======== Source material ========
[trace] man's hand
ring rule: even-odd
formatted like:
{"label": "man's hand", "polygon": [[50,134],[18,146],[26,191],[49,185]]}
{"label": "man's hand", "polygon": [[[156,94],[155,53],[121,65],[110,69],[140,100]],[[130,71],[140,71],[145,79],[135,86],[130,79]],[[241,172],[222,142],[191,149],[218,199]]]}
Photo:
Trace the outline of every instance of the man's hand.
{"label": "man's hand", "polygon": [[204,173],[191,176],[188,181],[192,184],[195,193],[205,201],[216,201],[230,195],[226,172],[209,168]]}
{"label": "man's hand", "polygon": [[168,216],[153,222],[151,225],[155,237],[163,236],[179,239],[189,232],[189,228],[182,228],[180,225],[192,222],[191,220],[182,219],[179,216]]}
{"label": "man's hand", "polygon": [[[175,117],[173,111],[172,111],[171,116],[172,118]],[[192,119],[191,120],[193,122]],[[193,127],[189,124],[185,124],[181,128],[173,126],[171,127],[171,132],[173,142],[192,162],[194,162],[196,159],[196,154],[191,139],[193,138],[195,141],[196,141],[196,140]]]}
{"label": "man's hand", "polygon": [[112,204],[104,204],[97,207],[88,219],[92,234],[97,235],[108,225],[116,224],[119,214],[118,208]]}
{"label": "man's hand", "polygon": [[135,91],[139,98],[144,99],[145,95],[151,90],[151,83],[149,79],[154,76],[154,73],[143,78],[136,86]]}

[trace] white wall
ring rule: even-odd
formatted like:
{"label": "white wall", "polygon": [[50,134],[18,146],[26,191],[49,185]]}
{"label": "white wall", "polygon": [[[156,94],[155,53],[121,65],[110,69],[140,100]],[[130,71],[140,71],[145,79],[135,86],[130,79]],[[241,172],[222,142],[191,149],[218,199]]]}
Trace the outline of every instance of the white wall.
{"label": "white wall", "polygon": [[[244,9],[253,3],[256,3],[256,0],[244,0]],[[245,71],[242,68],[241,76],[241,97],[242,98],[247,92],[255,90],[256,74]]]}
========
Reproduce each line of the entries above verbatim, from the first to the last.

(Exercise result)
[trace] man's hand
ring rule: even-odd
formatted like:
{"label": "man's hand", "polygon": [[50,134],[18,146],[26,191],[49,185]]}
{"label": "man's hand", "polygon": [[[156,94],[155,53],[121,65],[110,69],[140,100]],[[130,71],[140,71],[145,79],[135,86],[130,79]],[[241,172],[222,142],[191,149],[218,199]]]}
Photo:
Trace the outline of every instance of the man's hand.
{"label": "man's hand", "polygon": [[204,173],[191,176],[188,181],[192,184],[195,193],[205,201],[216,201],[230,195],[226,172],[209,168]]}
{"label": "man's hand", "polygon": [[168,216],[153,222],[151,225],[155,237],[163,236],[179,239],[189,232],[189,228],[182,228],[180,225],[192,222],[191,220],[182,219],[179,216]]}
{"label": "man's hand", "polygon": [[[175,117],[173,111],[172,111],[171,116],[172,118]],[[192,119],[191,120],[193,122]],[[193,127],[189,124],[185,124],[181,128],[173,126],[171,127],[171,132],[173,142],[192,162],[194,162],[196,159],[196,154],[191,139],[193,138],[195,141],[196,141],[196,140]]]}
{"label": "man's hand", "polygon": [[112,204],[104,204],[97,207],[88,219],[92,234],[97,235],[108,225],[116,224],[119,214],[118,208]]}
{"label": "man's hand", "polygon": [[135,91],[139,98],[144,99],[145,95],[151,90],[151,83],[149,79],[154,76],[154,73],[143,78],[136,86]]}

[trace] white wall
ring rule: even-odd
formatted like:
{"label": "white wall", "polygon": [[50,134],[18,146],[26,191],[49,185]]}
{"label": "white wall", "polygon": [[[156,94],[155,53],[121,65],[110,69],[140,100]],[[130,71],[140,71],[145,79],[135,86],[130,79]],[[241,172],[222,142],[191,149],[218,199]]]}
Trace the outline of every instance of the white wall.
{"label": "white wall", "polygon": [[[244,9],[253,3],[256,3],[256,0],[244,0]],[[245,71],[242,68],[241,76],[241,97],[242,98],[247,92],[255,90],[256,74]]]}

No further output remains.